== REQUIRED WORK ==
Rewrite every item below, changing "photograph" to "snapshot" and leaving everything else as it is. Don't include the pictures in your answer.

○ ○ ○ ○ ○

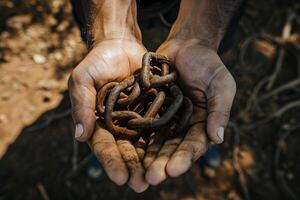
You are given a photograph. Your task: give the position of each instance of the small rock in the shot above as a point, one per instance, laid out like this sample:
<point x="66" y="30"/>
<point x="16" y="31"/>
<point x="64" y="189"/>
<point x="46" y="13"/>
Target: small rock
<point x="48" y="84"/>
<point x="3" y="119"/>
<point x="39" y="59"/>
<point x="210" y="172"/>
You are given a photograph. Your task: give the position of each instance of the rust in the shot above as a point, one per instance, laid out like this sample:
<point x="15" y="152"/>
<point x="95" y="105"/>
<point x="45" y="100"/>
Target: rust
<point x="145" y="102"/>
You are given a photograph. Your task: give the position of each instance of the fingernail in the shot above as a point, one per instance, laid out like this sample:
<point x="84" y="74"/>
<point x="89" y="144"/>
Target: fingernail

○ ○ ○ ○ ○

== EXERCISE ANSWER ==
You are given a snapshot. Your task: give the position of each instance of the small rock in the shot above as a point, one per instance, laid out like this sample:
<point x="66" y="30"/>
<point x="16" y="31"/>
<point x="64" y="189"/>
<point x="46" y="13"/>
Target: small rock
<point x="48" y="84"/>
<point x="3" y="119"/>
<point x="39" y="59"/>
<point x="210" y="172"/>
You are given a snapshot. Your task: give the position of each instance of the rust in the shot above as a point, one per instance, laid out like this sample:
<point x="15" y="152"/>
<point x="95" y="105"/>
<point x="45" y="100"/>
Target: rust
<point x="145" y="102"/>
You are given a snapshot. Your task: give the position of each instance of the fingernail in the shot above as a point, one per instance, laid out like this sample:
<point x="84" y="74"/>
<point x="89" y="144"/>
Target: fingernail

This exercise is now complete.